WORK TO DO: Copy the entire listing below line for line, without changing any character.

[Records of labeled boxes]

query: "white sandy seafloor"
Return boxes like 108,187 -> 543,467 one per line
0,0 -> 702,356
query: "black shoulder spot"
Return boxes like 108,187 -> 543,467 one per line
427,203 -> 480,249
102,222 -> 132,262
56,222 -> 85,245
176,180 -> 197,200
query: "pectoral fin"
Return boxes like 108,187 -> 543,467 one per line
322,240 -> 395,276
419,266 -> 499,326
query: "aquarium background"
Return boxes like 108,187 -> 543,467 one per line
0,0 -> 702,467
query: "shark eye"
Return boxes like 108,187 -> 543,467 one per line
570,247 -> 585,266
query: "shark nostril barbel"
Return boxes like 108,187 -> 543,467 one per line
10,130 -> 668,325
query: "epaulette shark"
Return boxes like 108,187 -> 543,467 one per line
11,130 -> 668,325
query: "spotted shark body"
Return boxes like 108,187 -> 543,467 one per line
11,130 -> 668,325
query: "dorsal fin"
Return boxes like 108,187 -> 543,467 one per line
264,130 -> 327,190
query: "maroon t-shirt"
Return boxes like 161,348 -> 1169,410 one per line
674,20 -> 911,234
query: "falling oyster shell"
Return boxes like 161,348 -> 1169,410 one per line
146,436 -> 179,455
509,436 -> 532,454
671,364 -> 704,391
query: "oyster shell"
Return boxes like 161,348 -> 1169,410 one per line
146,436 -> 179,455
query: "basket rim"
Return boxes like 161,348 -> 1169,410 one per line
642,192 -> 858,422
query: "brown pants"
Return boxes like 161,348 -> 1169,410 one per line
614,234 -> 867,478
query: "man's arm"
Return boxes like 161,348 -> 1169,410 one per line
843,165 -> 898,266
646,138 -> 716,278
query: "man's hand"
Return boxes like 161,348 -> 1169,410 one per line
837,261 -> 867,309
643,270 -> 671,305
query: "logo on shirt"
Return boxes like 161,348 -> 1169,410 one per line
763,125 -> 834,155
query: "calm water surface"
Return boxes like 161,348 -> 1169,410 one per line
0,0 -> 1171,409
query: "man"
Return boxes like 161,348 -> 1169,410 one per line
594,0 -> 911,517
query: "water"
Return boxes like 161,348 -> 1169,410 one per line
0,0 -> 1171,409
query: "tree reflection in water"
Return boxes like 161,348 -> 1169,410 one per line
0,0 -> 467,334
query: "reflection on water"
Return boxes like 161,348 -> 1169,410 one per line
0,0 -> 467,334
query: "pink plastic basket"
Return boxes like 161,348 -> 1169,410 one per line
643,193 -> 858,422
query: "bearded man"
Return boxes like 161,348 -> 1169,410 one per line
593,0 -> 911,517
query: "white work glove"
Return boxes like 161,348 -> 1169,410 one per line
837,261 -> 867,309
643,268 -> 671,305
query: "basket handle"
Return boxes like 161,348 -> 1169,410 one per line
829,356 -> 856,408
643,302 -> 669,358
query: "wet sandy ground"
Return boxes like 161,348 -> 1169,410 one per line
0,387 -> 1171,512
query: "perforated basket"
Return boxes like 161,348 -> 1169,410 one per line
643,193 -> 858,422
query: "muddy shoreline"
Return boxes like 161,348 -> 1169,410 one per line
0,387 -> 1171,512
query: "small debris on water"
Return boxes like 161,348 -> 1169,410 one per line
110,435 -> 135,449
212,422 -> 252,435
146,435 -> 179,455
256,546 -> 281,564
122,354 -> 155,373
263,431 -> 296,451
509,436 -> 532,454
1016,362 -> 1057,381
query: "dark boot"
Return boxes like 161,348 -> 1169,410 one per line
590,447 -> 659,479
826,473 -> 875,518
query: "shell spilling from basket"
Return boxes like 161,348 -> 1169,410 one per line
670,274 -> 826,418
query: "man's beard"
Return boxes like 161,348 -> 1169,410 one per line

TASK OUTPUT:
query: "white sandy seafloor"
Return boxes like 108,187 -> 543,467 one per line
0,0 -> 702,356
query: "black shoulder spot"
Return boxes like 108,187 -> 543,467 one per line
427,203 -> 480,249
102,222 -> 132,262
56,222 -> 85,245
176,180 -> 197,200
query: "pectoral fin"
Return boxes like 108,187 -> 543,467 one per line
322,240 -> 395,276
419,266 -> 499,326
query: "aquarium background"
Return boxes like 108,187 -> 543,467 one per line
0,0 -> 702,467
query: "shark eye"
Return boxes like 108,187 -> 543,467 one per line
570,247 -> 585,266
query: "shark nostril barbel"
Return boxes like 108,187 -> 543,467 one per line
10,130 -> 668,325
query: "epaulette shark"
Return boxes like 108,187 -> 543,467 one per line
11,130 -> 668,325
query: "spotted shark body"
Return boxes like 108,187 -> 543,467 one per line
11,130 -> 668,325
query: "dorsal fin"
Return boxes like 108,187 -> 543,467 one per line
264,130 -> 327,190
query: "maroon t-shirt"
Return boxes like 161,348 -> 1169,410 one per line
674,20 -> 911,234
query: "falling oyster shell"
Return boxes like 161,348 -> 1169,410 one per line
146,436 -> 179,455
509,436 -> 532,454
671,364 -> 704,391
query: "oyster shell"
Return boxes like 161,348 -> 1169,410 one per line
146,436 -> 179,455
query: "basket rim"
Return boxes like 161,348 -> 1169,410 one per line
642,192 -> 858,422
query: "brown pants"
Return boxes like 161,348 -> 1169,410 one per line
614,234 -> 867,478
query: "man's arm"
Return boxes like 161,348 -> 1169,410 one per line
843,165 -> 898,266
646,138 -> 716,278
query: "man's hand"
Return boxes like 161,348 -> 1169,410 one per line
837,261 -> 867,309
643,270 -> 671,305
query: "logo on shirt"
Return boxes like 161,348 -> 1169,410 one per line
763,125 -> 834,155
query: "calm water surface"
Return boxes like 161,348 -> 1169,410 one per line
0,0 -> 1171,409
query: "man"
Return boxes like 161,348 -> 1169,410 one per line
594,0 -> 911,517
query: "water"
Return boxes like 161,348 -> 1169,410 one per line
0,0 -> 1171,409
query: "tree reflection in water"
Return boxes like 161,348 -> 1169,410 one per line
0,0 -> 467,334
query: "reflection on water"
Return boxes like 161,348 -> 1169,410 one per line
0,0 -> 467,334
query: "pink plastic basket"
Return boxes like 161,348 -> 1169,410 one per line
643,193 -> 858,422
query: "bearded man"
Return boxes like 161,348 -> 1169,410 one per line
593,0 -> 911,517
query: "white work glove"
Return boxes like 161,348 -> 1169,410 one per line
837,261 -> 867,309
643,268 -> 671,305
query: "basket handle"
Return boxes like 161,348 -> 1169,410 one per line
829,356 -> 856,408
643,302 -> 669,358
query: "wet sandy ground"
Return boxes like 161,348 -> 1169,410 one per line
0,387 -> 1171,512
query: "perforated basket"
Return boxes like 161,348 -> 1169,410 one per line
643,193 -> 858,422
query: "muddy shoreline"
Return boxes like 161,348 -> 1169,410 one per line
0,387 -> 1171,512
query: "small debris on water"
Return boxes like 161,348 -> 1169,410 one per line
110,435 -> 135,449
212,422 -> 252,435
146,435 -> 179,455
256,546 -> 281,564
122,354 -> 155,373
263,431 -> 296,451
509,436 -> 532,454
1016,362 -> 1057,381
query: "dark boot"
Return boxes like 161,348 -> 1169,410 one per line
590,447 -> 659,479
826,473 -> 875,518
query: "shell spilling from basket"
Return boxes like 161,348 -> 1169,410 one per line
670,274 -> 826,418
query: "man's beard"
Return boxes like 161,348 -> 1169,410 one per line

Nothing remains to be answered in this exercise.